┌────────

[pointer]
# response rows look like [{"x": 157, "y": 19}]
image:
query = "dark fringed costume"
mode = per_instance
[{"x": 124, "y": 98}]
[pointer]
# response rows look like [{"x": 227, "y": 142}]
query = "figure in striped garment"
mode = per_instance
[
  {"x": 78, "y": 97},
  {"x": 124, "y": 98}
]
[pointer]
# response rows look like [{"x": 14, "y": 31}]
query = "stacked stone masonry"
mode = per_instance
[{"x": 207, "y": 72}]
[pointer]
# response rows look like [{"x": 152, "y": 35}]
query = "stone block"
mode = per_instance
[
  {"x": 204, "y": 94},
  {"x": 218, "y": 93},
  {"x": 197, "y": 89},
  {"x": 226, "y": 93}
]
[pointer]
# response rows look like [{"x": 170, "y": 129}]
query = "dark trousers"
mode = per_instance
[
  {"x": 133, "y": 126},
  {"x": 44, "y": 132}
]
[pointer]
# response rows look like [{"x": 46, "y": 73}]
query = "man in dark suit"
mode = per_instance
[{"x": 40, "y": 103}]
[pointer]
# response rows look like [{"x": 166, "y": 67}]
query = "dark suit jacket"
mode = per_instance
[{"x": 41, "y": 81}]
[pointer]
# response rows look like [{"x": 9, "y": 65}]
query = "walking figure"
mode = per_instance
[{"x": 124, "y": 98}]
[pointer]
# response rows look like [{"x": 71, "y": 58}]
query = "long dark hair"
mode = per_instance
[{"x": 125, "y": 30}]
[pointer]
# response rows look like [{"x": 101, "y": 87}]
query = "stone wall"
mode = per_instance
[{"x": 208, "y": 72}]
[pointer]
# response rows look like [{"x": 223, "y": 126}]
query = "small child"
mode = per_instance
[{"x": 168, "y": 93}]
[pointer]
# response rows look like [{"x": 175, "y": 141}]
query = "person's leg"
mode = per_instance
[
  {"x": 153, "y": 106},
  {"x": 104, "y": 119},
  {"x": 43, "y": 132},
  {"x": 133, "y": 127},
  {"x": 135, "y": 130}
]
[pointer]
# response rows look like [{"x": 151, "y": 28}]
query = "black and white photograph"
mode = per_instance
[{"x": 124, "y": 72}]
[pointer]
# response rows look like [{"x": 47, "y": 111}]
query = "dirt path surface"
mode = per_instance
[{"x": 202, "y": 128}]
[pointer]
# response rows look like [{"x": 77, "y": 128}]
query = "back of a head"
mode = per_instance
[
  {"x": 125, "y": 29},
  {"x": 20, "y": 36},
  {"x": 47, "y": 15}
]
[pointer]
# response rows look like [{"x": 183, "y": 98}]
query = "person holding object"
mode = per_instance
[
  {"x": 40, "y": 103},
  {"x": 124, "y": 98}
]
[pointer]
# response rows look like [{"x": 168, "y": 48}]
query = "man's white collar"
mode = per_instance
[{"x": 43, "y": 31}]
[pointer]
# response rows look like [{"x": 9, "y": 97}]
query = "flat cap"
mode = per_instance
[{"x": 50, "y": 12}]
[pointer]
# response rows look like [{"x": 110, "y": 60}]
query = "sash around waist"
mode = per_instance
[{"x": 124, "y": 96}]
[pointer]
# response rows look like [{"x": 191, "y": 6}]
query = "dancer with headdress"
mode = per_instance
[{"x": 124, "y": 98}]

└────────
┌────────

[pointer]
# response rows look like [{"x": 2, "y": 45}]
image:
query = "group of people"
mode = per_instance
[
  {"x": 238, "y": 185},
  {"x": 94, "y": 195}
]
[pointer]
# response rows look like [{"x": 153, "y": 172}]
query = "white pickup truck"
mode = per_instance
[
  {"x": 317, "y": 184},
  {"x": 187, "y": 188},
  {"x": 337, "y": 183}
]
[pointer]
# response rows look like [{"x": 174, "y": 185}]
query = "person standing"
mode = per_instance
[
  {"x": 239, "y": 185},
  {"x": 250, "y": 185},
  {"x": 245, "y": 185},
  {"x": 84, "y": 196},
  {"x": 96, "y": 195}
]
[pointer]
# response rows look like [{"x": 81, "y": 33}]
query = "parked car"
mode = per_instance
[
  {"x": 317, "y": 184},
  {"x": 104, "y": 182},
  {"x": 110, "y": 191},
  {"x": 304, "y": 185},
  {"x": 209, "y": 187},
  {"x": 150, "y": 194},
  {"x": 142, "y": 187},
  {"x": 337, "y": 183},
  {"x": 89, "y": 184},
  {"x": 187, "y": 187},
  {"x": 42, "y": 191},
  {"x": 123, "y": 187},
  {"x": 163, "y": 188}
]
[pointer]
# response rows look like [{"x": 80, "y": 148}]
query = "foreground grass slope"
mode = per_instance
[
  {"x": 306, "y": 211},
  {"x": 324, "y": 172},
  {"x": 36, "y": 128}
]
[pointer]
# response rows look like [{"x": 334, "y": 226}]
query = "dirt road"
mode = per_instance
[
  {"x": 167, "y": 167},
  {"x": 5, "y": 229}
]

└────────

* Challenge *
Pick out every row above that contains the word "suit" and copy each one in full. Case counts.

* The completed task *
query = "man in dark suit"
query = "dark suit jacket"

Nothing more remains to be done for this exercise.